Historiquement, l’objectif ultime de l’eugénisme a été d’éliminer les soi-disant « mauvais gènes » — souvent associés aux communautés non blanches, aux personnes handicapées, aux populations pauvres ou marginalisées — afin que les élites sociales puissent maintenir leur domination.
La publicité dans le domaine de la mode qui joue sur les thèmes de l’eugénisme a une longue histoire. Des commentateurs ont souligné les similitudes entre la publicité de Sweeney et la célèbre campagne Calvin Klein des années 1980 mettant en scène Brooke Shields, alors âgée de 15 ans, qui se roule dans ses sous-vêtements Calvin Klein tout en parlant de codes génétiques, d’évolution et de survie du plus apte, un langage évocateur de la pensée eugéniste.
La campagne American Eagle semble être un hommage direct à celle de Calvin Klein, mais la rhétorique eugéniste est-elle vraiment quelque chose que nous voulons voir employée dans le marketing ?
Le retour de la féminité « traditionnelle »
La campagne American Eagle est intitulée de manière provocante « Sydney Sweeney Has Great Jeans » (Sydney Sweeney a de beaux jeans), le mot « jeans » étant parfois remplacé par « gènes ». Il s’agit clairement d’une plaisanterie.

+===+

◆ **Problèmes à résoudre**
[a] D'après le texte fourni, quel âge avait Brooke Shields lors de la campagne Calvin Klein des années 1980 ?
[b] Recopiez le passage du texte fourni qui commence aux mots « La campagne American Eagle est » et s'arrête après « clairement d’une plaisanterie. ».

+===+

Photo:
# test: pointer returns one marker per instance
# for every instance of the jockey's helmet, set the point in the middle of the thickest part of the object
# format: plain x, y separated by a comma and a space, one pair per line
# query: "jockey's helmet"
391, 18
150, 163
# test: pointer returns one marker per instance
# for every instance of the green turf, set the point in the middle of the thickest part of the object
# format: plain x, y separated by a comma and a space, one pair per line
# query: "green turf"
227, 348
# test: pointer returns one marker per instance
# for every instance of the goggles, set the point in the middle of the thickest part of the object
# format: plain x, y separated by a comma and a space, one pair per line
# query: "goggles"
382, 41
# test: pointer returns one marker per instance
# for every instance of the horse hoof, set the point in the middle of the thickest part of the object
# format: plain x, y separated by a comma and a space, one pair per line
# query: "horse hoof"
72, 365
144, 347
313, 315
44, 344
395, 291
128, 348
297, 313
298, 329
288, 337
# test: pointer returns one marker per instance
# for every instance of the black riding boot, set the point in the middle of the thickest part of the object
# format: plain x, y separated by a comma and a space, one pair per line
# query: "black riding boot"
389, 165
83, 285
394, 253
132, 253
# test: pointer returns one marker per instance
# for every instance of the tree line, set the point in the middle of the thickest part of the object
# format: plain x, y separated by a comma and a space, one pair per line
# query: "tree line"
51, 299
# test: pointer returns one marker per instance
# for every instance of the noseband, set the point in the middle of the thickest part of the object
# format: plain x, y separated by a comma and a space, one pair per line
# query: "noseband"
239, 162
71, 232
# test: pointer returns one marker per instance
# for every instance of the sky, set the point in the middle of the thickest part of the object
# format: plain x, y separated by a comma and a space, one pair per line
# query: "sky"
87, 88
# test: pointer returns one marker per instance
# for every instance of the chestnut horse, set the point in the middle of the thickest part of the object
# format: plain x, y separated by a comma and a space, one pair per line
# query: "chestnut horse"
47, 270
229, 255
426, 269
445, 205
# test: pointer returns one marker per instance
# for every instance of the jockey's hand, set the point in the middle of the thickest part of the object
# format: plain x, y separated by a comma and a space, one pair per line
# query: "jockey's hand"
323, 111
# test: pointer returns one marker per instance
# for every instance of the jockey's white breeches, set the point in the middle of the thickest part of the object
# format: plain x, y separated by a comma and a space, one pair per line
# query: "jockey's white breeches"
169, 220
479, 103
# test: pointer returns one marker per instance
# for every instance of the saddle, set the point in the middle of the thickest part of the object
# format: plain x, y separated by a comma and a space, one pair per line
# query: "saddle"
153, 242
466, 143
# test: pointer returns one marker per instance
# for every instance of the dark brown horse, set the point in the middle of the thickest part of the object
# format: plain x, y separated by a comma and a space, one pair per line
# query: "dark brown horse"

+===+

◆ **Résultats des exercices**
[a] Elle avait 15 ans.

[b]
La campagne American Eagle est intitulée de manière provocante « Sydney Sweeney Has Great Jeans » (Sydney Sweeney a de beaux jeans), le mot « jeans » étant parfois remplacé par « gènes ». Il s’agit clairement d’une plaisanterie.